Text provided:

-------------------------

# Lac Seul, Ontario Canada



## hay683 (May 19, 2010)

Has anybody ever fished the lake and if so any good spots?

Outdoor Hub mobile, the outdoor information engine


----------



## labman (Sep 13, 2008)

I have never been their but we r going up their in june,we are staying at fishermans cove.what dates r u going to be up their we will be their from june 9 to the 15.


----------



## hay683 (May 19, 2010)

We are going to Lac Seul lodge on June 29th for a week. I think it is out of rat bay.

Outdoor Hub mobile, the outdoor information engine


----------



## olejoe (Jan 22, 2007)

:B I have never fished Lac Seul but quite a bit of chatter about it on Walleye Central web site . I do know it a long way out there as we go to Nakina and it 20 hrs drive.


----------



## LarryinNevada (Feb 14, 2012)

Lac Seul is a Great Walleye,Pike & Muskie Fishery. I use to live in Chicago and went to Lac Seul several times. Its a bit far from Ohio,but drive a bit more and experience Great fishing. You can fish Lac Seul on the eastern side, a bit closer to Ohio out of Sioux Lookout. Or go a bit farther to the Ear Falls area where there are a lot more resorts which can cater to any type of plan. Many of the resorts have great boats and will help you get on the fish immediatly Take a chance to have Great fishing and go to Lac seul


----------



## WillyB2 (Dec 28, 2008)

I have fished Lac Seul on two different occasions. Long haul from Ohio? Yes, but well worth it. We fished out of the Ear Falls area at Whitewing Resort. Hire a guide the first day or two because this is a huge lake. We budgeted our money to do this and it made the trips a great success. Couple of areas to get to would be Mckensie Bay and Ghost Narrows. In McKensie there is Little sand beach and Big sand beach. At the right time of year the walleye stack up in these areas. We nicknamed Big Sand Beach - "Omaha Beach" because we stormed it as much as we could. Hiring the guide gave us the confidence to make the boat trip to these areas safely. Our second trip we did the houseboat trip through Whitewing. That was a blast!!


----------



## BIGTCAT'N (Apr 12, 2006)

I have been researching Lac seul myself. I was wondering why some list it as fly in and some don't??


----------



## BIGTCAT'N (Apr 12, 2006)

Also which resort or lodge would you guys recommend for an outpost trip on Lac Seul?


----------



## Rob (Mar 31, 2005)

There is an outpost camp in McKenzie bay....Fish the ghost narrows area....You won't be disappointed.

Rob


----------

-------------------------

Direction 1:
Answer these from the Lac Seul thread:
(a) Which lodge is hay683 going to, and on what date?
(b) Which resort did WillyB2 fish out of?
(c) How long is olejoe's drive to Nakina?
Direction 2:
Copy the Lac Seul thread from "## labman (Sep" up to and including "of rat bay.".

-------------------------

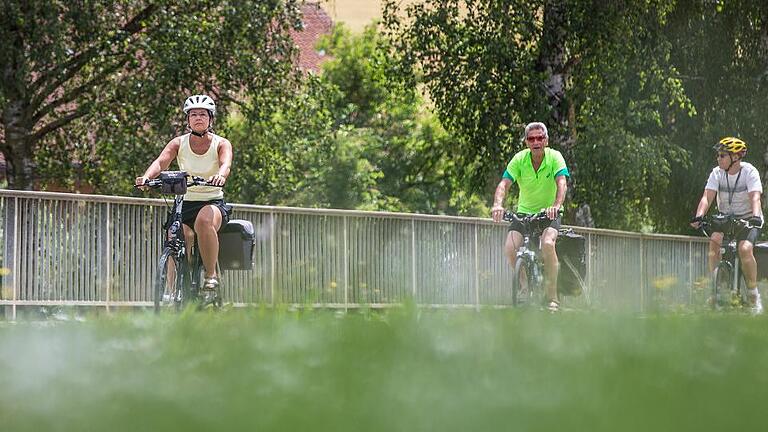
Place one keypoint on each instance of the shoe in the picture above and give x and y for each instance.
(553, 306)
(210, 293)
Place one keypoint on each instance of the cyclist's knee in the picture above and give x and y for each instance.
(208, 217)
(745, 250)
(189, 233)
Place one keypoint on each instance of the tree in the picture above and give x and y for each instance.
(597, 72)
(116, 72)
(721, 52)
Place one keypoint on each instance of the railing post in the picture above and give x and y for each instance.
(642, 274)
(413, 258)
(477, 273)
(690, 273)
(346, 264)
(272, 257)
(16, 266)
(109, 254)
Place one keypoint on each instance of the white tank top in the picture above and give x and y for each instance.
(205, 166)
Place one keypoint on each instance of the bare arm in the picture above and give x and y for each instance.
(225, 163)
(162, 162)
(562, 186)
(754, 199)
(707, 198)
(497, 211)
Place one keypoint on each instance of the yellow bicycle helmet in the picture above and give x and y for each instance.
(731, 145)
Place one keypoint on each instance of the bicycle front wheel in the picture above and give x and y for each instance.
(522, 283)
(170, 285)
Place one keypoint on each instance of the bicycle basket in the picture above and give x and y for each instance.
(174, 182)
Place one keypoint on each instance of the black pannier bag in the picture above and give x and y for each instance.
(174, 182)
(236, 241)
(572, 254)
(761, 256)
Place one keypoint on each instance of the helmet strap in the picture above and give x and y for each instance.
(730, 156)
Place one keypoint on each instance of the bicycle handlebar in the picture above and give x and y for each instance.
(722, 223)
(513, 217)
(191, 181)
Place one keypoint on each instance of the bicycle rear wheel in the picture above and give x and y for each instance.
(171, 282)
(523, 286)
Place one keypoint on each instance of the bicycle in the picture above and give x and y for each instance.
(528, 274)
(729, 288)
(179, 276)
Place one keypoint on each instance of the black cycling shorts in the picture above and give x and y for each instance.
(190, 209)
(516, 226)
(751, 234)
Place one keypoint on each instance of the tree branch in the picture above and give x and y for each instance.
(61, 121)
(56, 77)
(78, 91)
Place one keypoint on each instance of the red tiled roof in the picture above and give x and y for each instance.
(316, 23)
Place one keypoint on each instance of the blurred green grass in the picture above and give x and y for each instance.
(397, 370)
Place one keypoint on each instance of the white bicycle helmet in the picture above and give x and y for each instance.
(200, 101)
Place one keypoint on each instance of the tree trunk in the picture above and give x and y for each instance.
(552, 61)
(19, 164)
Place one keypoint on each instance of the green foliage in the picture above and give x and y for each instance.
(721, 54)
(350, 138)
(621, 96)
(116, 73)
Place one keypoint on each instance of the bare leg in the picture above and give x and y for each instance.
(189, 240)
(551, 264)
(207, 226)
(748, 263)
(715, 240)
(513, 242)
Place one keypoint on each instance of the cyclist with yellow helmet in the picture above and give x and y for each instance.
(737, 187)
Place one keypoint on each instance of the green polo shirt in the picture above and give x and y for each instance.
(537, 188)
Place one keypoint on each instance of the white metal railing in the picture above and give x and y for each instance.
(91, 250)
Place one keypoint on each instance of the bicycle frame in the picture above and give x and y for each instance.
(187, 263)
(528, 267)
(729, 264)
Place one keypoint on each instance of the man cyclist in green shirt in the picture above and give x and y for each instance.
(540, 173)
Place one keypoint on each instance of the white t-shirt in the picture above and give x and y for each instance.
(204, 165)
(733, 190)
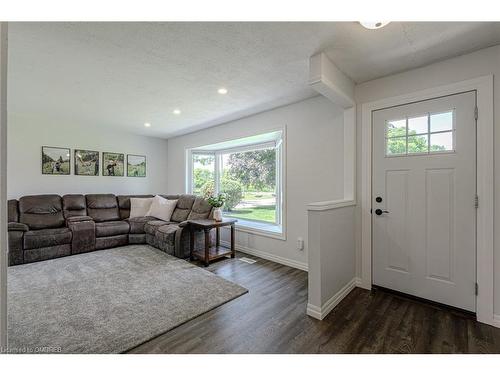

-------------------------

Reply 1:
(a) Lac Seul lodge, on June 29th
(b) Whitewing Resort, in the Ear Falls area
(c) 20 hours

Reply 2:
## labman (Sep 13, 2008)

I have never been their but we r going up their in june,we are staying at fishermans cove.what dates r u going to be up their we will be their from june 9 to the 15.


----------



## hay683 (May 19, 2010)

We are going to Lac Seul lodge on June 29th for a week. I think it is out of rat bay.